▶ TASK TO CARRY OUT
Reproduce every one of the entries below word for word, omitting the pictures.

▶ EXCERPTED DATA
______________________________

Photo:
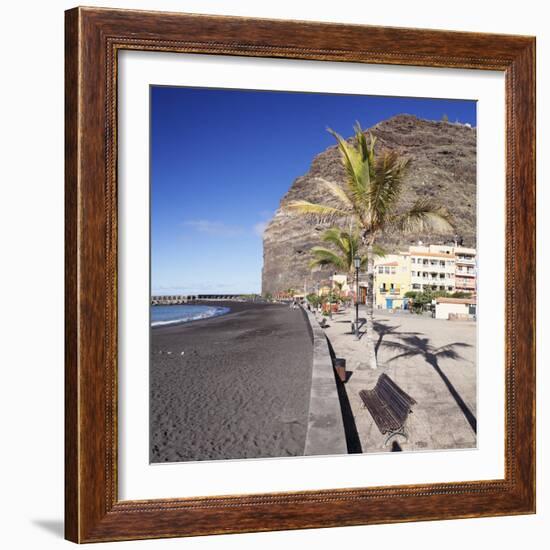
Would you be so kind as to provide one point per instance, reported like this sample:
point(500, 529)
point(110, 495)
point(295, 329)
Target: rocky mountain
point(443, 167)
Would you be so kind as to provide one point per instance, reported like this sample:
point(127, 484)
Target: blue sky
point(221, 160)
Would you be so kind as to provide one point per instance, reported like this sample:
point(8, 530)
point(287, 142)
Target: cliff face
point(443, 168)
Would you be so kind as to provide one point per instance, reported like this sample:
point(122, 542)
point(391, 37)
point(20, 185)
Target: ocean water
point(171, 315)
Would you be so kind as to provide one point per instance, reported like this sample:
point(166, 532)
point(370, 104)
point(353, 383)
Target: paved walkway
point(434, 361)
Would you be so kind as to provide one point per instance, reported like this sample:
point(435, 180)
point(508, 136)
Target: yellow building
point(392, 279)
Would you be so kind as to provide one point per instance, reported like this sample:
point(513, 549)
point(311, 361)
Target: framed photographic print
point(300, 275)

______________________________

▶ THE RESULT
Photo:
Would you be so kind as to provide one point per instance, reported like this sample:
point(500, 529)
point(110, 495)
point(295, 329)
Target: rocky mountain
point(443, 167)
Would you be so kind as to provide one point per instance, reported like this sample:
point(127, 484)
Target: blue sky
point(221, 160)
Would you be so kind as to provide one point per instance, reported like this sample:
point(8, 530)
point(287, 142)
Target: cliff face
point(443, 168)
Would you be so kind as to provide one point per instance, reported like this sample:
point(122, 542)
point(391, 37)
point(20, 185)
Target: ocean water
point(171, 315)
Would you be so kind as to provide one point per instance, reported like this sample:
point(166, 532)
point(370, 104)
point(353, 383)
Target: paved walkway
point(434, 361)
Would you be so kind as to provide one point per instance, reported like this sample:
point(435, 180)
point(508, 136)
Target: yellow building
point(392, 279)
Would you be so kind as to provide one point per instance, reported like this sample:
point(513, 549)
point(311, 361)
Target: framed photographic print
point(300, 275)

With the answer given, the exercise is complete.